Task instructions
Copy out the whole GROUPING SETS proposal below, word for word.

-- begin Quoted passage --

Quick Links

proposal - GROUPING SETS

From:	"Pavel Stehule" <pavel(dot)stehule(at)gmail(dot)com>
To:	"PostgreSQL-development Hackers" <pgsql-hackers(at)postgresql(dot)org>
Subject:	proposal - GROUPING SETS
Date:	2008-09-16 10:27:20
Message-ID:	162867790809160327n23dd2f0eyd0f6ff6365afa25@mail.gmail.com
Views:	Whole Thread \| Raw Message \| Download mbox \| Resend email
Thread:
Lists:	pgsql-hackers

Hello,

== Proposal - GROUPING SETS ==

a grouping set feature allows multiple grouping clauses in one
query. Result of grouping sets is union of results each groupby
clause's result.

create table t(a int, b int);
insert into t values(10,20);
insert into t values(30,40);

select a, b from t group by grouping sets(a, b);

is same as:

select a, NULL from t group by a
union all
select NULL, b from t group by b;

Note: all ungrouped vars are transformed to NULL

Groupby clause should contains cube and rollup lists.

-- end Quoted passage --
-- begin Data supplied --

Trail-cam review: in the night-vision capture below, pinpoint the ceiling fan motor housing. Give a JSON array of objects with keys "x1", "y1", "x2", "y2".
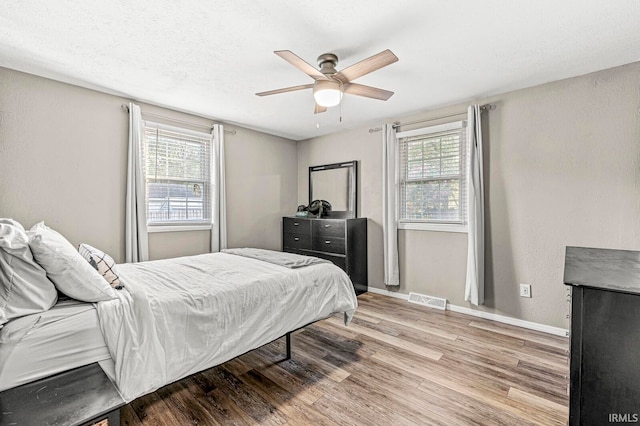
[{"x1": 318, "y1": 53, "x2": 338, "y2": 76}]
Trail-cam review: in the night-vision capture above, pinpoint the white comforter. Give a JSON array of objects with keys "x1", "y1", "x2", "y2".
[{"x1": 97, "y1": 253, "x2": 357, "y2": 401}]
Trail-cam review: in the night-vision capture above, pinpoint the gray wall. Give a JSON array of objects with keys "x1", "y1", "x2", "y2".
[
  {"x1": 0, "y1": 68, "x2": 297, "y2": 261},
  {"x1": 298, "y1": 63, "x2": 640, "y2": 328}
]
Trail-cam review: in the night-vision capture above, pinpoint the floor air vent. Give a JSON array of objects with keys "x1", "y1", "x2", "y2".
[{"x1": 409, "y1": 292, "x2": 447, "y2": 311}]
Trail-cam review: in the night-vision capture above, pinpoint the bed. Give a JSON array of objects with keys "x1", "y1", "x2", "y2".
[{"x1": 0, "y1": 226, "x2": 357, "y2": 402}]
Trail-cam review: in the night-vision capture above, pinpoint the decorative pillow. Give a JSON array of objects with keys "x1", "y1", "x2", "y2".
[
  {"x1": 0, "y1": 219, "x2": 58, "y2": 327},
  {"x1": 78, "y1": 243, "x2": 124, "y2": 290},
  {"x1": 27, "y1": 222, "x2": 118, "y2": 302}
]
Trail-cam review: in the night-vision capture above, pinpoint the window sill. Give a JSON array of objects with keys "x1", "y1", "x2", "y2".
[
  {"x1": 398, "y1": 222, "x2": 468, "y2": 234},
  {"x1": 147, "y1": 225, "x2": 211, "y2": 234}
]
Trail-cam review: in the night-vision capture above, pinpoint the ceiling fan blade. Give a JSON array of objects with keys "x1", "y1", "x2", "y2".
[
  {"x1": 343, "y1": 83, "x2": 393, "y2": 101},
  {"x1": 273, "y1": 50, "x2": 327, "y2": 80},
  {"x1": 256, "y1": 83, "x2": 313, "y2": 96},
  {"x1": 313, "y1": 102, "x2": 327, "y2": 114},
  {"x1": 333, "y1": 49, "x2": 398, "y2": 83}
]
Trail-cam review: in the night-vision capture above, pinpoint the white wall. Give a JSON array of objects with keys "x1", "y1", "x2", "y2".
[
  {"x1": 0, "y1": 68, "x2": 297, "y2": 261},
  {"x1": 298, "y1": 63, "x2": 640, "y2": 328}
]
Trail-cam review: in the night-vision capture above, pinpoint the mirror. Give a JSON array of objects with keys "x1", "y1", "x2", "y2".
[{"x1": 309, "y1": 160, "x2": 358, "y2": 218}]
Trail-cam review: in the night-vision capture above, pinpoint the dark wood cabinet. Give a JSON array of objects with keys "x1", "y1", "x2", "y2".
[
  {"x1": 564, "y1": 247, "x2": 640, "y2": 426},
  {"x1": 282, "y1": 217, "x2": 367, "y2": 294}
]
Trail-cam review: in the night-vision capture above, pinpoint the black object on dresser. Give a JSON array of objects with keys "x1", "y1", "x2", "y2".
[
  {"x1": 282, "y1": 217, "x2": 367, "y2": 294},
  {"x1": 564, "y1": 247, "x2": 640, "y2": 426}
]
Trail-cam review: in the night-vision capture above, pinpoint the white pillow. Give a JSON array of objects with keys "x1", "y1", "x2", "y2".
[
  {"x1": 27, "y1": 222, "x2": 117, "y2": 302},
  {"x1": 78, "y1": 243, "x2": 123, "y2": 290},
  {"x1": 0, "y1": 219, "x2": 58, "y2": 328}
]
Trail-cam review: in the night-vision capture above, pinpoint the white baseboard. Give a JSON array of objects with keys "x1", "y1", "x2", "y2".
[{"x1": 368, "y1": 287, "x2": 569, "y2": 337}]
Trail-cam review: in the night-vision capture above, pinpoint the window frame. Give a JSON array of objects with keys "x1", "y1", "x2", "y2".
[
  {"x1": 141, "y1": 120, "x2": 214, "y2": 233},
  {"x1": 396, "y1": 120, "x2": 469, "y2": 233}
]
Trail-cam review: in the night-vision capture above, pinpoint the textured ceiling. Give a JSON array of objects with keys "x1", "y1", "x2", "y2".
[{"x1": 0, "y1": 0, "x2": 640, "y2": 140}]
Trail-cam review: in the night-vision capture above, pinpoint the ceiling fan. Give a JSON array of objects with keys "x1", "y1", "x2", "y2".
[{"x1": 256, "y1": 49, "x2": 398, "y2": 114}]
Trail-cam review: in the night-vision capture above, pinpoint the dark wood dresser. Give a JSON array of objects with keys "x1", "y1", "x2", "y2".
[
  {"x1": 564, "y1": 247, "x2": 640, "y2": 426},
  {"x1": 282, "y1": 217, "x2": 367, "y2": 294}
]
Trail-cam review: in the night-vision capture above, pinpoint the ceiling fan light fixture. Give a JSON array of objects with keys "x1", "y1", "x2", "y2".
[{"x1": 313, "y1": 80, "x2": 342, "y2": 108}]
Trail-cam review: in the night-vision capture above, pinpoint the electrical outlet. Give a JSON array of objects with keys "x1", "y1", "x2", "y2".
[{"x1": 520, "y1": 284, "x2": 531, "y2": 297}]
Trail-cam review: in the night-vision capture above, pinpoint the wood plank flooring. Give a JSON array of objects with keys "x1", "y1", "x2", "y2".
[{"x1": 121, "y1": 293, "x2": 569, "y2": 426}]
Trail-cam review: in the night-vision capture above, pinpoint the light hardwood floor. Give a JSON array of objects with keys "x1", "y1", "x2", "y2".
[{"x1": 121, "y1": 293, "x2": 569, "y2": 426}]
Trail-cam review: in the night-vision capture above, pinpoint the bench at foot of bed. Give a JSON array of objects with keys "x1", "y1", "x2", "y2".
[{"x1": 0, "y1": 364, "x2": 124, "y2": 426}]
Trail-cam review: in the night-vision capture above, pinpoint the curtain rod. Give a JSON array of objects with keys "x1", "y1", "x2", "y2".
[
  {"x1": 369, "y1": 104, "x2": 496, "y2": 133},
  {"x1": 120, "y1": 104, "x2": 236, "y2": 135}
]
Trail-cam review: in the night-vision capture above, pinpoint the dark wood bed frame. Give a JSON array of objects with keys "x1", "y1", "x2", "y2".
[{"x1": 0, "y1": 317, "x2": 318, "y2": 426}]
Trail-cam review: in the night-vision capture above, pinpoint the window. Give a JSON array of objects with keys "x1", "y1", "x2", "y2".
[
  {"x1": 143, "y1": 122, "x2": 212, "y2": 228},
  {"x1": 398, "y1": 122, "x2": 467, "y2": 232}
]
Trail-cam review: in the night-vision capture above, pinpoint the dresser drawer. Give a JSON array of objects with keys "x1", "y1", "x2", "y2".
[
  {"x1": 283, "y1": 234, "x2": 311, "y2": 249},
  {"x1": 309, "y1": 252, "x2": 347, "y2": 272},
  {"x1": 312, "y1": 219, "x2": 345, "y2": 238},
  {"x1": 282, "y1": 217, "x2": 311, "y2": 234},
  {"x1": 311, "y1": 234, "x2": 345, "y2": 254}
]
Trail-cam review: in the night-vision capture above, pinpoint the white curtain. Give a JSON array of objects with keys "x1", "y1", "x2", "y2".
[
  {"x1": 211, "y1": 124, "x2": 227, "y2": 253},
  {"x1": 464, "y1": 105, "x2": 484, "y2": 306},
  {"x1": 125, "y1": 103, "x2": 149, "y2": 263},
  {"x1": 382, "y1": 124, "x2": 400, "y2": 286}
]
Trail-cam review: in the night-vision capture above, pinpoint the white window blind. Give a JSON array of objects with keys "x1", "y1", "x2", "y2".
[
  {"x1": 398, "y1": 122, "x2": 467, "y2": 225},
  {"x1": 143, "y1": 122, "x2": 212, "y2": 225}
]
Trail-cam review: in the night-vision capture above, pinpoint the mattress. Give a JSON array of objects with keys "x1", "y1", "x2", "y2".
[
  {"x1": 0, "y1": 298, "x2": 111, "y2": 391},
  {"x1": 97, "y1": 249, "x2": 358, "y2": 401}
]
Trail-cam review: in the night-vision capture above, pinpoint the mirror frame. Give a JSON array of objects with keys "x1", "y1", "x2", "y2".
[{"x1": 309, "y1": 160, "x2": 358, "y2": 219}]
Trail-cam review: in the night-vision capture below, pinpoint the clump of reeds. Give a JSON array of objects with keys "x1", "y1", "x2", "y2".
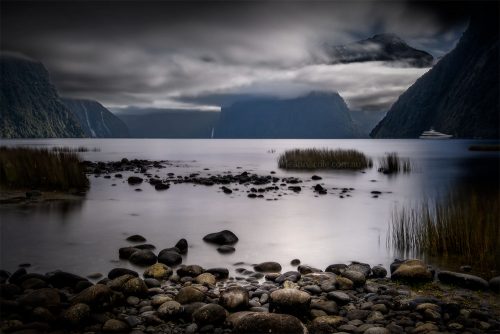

-- end Data supplied --

Solution for this task
Quick Links

proposal - GROUPING SETS

From:	"Pavel Stehule" <pavel(dot)stehule(at)gmail(dot)com>
To:	"PostgreSQL-development Hackers" <pgsql-hackers(at)postgresql(dot)org>
Subject:	proposal - GROUPING SETS
Date:	2008-09-16 10:27:20
Message-ID:	162867790809160327n23dd2f0eyd0f6ff6365afa25@mail.gmail.com
Views:	Whole Thread \| Raw Message \| Download mbox \| Resend email
Thread:
Lists:	pgsql-hackers

Hello,

== Proposal - GROUPING SETS ==

a grouping set feature allows multiple grouping clauses in one
query. Result of grouping sets is union of results each groupby
clause's result.

create table t(a int, b int);
insert into t values(10,20);
insert into t values(30,40);

select a, b from t group by grouping sets(a, b);

is same as:

select a, NULL from t group by a
union all
select NULL, b from t group by b;

Note: all ungrouped vars are transformed to NULL

Groupby clause should contains cube and rollup lists.